** begin ARTICLE **

Hi Harish,
Great to have an enthu response to my mail from you.
On building the masses ... atleast we agree that masses need to be built. Let agree to disagree. You build the mass your way, i will build it my way; with mutual respect for the philosophy.;)
I repeat again and again. You and many others are misquoting me. I never mean to say that Free Software is not good or it is not tending to be good.
Still, Philosophically speaking it sounds great talking about the fact that "promote the philosophy and good software follows" .... Its like saying promote the brand name and products will follow. Sell promises the action will follow. Show rosy pictures stuffed with philosophy, the dreamland will follow. An idealistic society with FREEDOM for all and everyone will understand on their own.
Social Change ... on its own. History is witness ... aggressors gain resources, promote philosophies, accumulate knowledge and are remembered. REST are a part of never existant idealistic society of Socrates. A PHILOSOPHICAL MINORITY.
No friend, the actions speak louder than words. Give them free good software, you will not need to support the philosophy. The philosophy will travel on its own.
I will give you an example here ... Linux happened and people saw the potential and RMS was able to push the philosophy, first in a very minority community writing some "GOOD" software, then they were able to promote their philosophy because of their work with some GOOD Software and attain wider acceptance.

** end ARTICLE **

TASK GOAL: According to the email above, what happens to the philosophy when people are given free good software?

** begin DATA ENTRIES **

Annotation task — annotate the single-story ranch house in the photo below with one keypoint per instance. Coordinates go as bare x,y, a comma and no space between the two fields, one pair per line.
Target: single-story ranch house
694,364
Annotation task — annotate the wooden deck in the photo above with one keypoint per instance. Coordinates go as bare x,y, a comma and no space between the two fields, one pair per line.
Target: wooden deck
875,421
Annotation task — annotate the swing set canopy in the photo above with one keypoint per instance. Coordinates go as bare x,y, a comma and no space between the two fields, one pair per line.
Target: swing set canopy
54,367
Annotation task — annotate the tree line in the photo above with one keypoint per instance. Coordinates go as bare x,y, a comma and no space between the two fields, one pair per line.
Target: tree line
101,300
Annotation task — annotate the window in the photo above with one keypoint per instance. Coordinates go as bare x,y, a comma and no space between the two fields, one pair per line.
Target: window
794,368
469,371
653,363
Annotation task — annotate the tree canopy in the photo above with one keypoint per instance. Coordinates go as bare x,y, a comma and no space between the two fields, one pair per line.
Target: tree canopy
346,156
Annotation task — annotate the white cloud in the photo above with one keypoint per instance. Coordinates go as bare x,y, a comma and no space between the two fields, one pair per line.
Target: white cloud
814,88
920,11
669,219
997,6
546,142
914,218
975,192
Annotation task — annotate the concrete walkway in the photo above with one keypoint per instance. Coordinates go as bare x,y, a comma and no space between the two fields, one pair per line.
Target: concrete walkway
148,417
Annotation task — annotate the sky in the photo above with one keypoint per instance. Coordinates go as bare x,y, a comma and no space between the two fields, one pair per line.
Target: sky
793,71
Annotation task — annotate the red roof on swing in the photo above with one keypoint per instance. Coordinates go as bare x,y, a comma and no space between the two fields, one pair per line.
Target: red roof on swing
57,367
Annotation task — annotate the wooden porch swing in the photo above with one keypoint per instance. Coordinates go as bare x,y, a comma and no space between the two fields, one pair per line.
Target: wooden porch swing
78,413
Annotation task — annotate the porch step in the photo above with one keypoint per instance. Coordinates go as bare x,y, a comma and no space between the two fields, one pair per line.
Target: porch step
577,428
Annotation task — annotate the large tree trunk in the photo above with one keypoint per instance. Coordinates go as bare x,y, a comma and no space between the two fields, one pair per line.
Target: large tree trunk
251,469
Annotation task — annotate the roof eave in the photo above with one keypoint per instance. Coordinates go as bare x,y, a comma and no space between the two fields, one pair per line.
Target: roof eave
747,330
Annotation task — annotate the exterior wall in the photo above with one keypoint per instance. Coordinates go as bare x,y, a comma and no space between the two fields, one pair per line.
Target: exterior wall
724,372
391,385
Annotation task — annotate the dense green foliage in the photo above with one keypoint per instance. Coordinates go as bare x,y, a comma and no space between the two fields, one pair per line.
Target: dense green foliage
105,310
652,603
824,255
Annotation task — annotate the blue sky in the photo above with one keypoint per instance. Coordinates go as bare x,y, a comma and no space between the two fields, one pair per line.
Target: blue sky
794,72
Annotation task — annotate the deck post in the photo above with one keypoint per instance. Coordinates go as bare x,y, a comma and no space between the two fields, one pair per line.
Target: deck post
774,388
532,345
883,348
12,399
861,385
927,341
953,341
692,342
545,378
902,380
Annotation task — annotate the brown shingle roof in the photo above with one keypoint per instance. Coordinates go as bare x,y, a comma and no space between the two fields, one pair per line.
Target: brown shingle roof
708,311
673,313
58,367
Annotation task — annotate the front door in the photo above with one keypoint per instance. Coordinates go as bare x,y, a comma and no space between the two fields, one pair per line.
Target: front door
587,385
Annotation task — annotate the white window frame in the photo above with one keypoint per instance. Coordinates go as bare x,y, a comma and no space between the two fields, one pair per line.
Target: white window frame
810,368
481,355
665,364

** end DATA ENTRIES **

TASK ANSWER: The philosophy travels on its own, with no need to support it.